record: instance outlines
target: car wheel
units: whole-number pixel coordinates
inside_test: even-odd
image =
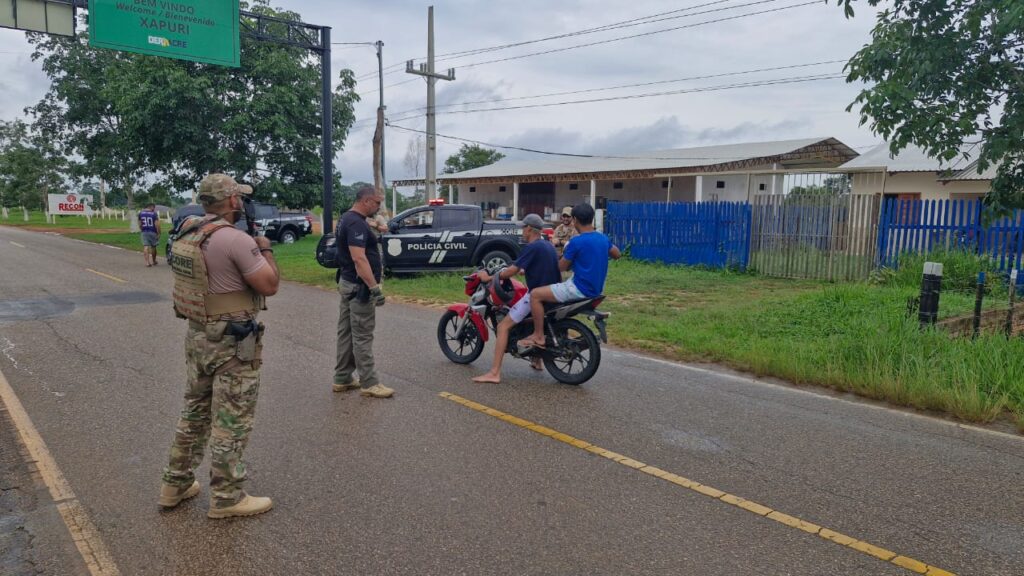
[[[480,259],[480,265],[488,271],[495,271],[501,268],[505,268],[512,263],[512,256],[509,256],[507,252],[501,250],[494,250],[487,252]]]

=-=-=-=-=

▶ **EXERCISE GOAL**
Every record gets retyped exactly; no picture goes into the copy.

▶ **RESULT OF THE EXERCISE**
record: instance outlines
target: car wheel
units: whole-number pixel coordinates
inside_test: even-odd
image =
[[[480,259],[480,265],[488,271],[495,271],[501,268],[505,268],[512,263],[512,256],[509,256],[507,252],[501,250],[494,250],[487,252]]]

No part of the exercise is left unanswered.